— Start Rows —
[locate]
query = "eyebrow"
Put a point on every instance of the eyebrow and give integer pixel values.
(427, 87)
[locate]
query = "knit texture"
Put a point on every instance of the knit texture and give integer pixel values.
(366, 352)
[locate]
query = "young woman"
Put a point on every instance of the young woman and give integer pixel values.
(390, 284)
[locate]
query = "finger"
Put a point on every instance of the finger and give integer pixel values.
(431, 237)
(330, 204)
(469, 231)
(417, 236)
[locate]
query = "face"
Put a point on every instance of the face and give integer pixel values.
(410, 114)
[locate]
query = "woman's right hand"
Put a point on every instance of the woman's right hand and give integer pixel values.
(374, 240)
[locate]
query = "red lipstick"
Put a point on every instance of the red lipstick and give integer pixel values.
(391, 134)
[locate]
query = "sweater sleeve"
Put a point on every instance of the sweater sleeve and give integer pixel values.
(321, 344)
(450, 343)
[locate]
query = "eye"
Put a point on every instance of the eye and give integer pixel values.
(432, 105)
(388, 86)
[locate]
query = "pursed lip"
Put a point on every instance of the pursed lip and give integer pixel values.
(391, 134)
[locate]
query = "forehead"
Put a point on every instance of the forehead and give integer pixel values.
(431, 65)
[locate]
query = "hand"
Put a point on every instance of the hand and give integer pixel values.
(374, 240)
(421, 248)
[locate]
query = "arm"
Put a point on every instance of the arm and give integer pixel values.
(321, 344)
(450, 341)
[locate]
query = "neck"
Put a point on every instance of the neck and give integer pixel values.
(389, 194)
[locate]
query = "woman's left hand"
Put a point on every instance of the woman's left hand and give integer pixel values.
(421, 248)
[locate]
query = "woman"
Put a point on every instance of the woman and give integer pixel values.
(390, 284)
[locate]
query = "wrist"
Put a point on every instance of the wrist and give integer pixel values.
— End Rows —
### What needs to be done
Output every record above exactly as it appears.

### Solution
[locate]
query = "eyebrow"
Put a point on every instance of the eyebrow and give integer pixel values.
(427, 87)
[locate]
query = "knit texture"
Put a point on every instance of the knit texture and give integer pixel values.
(366, 352)
[locate]
query = "young woman"
Put a point on every instance of the young woman and give integer pixel values.
(390, 284)
[locate]
query = "finger"
Put a point on every instance of the finger and give integer pixel values.
(431, 237)
(330, 204)
(469, 231)
(417, 236)
[locate]
query = "face"
Put a point on every instance of the face and give integer pixel values.
(410, 114)
[locate]
query = "woman's right hand"
Put a point on every instance of the woman's right hand and give integer pixel values.
(374, 240)
[locate]
query = "red lipstick"
Put a point on every instance of the red lipstick and give integer pixel values.
(391, 134)
[locate]
query = "sweater sleeve"
Put a point on every instance of the sweater sleeve and give integer pixel values.
(321, 344)
(450, 343)
[locate]
query = "eye"
Put a point on every instance of the eye and give integer pixel values.
(432, 105)
(388, 86)
[locate]
query = "pursed lip"
Put a point on every instance of the pursed lip and give integer pixel values.
(391, 134)
[locate]
query = "forehead"
Put a point on every instance of the forehead and give integer pixel values.
(431, 65)
[locate]
query = "hand"
Put a point on every instance of the hand and give integer pixel values.
(374, 240)
(421, 248)
[locate]
query = "arm"
Put a point on every instance of the arm and give integer pixel values.
(321, 344)
(450, 341)
[locate]
query = "neck"
Put a point on every instance of the neck and give integer pixel values.
(389, 194)
[locate]
query = "woman's left hand"
Put a point on every instance of the woman's left hand and give integer pixel values.
(421, 248)
[locate]
query = "woman"
Put a point on every instance of the woman and give integer pixel values.
(390, 284)
[locate]
query = "wrist"
Put a point on every instance of the wrist and give integer pixel values.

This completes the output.